Stated goal 1> In the Berlin crisis discussion below, since which conflict did Senator Mansfield say the coming period would be the most critical the United States would have faced?
Stated goal 2> List every country or city named in the Berlin crisis discussion below.

Document section>
Our question is: Are we adequately informed about this critical issue? How well have our foreign correspondents and our newspapers served us on the Berlin crisis? Well Mr. Daniel, we've just heard you quoted as saying that responsible people feel a real danger in the Berlin crisis, but that this is not much reflected in the news. Won't you discuss that?
Daniel:
Mr. Lyons, not so long ago Senator Mansfield made a very important speech in the Senate on the Berlin issue and our policy concerning Germany and Berlin, and I want to quote to you briefly a couple of sentences from that speech.
Senator Mansfield said: "I express to the Senate my belief that just ahead lies the most critical period which the United States will have had to face since the conflict in Korea. The crisis is coming in Germany. Specifically, it is coming in Berlin. Indeed, it may have already begun."
Now, after that statement was printed, I picked up my morning newspaper the next day – I happened to be out of town – I found nothing on the front page of that newspaper that I thought would reflect the sense of crisis about which Senator Mansfield had spoken so forcibly in the Senate the day before. I find that, generally speaking, this is true in the American press.

Data shown>
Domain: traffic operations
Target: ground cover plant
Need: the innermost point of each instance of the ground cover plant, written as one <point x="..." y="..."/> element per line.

Worked solution 1> The conflict in Korea.

Worked solution 2> Berlin, Germany, the United States, Korea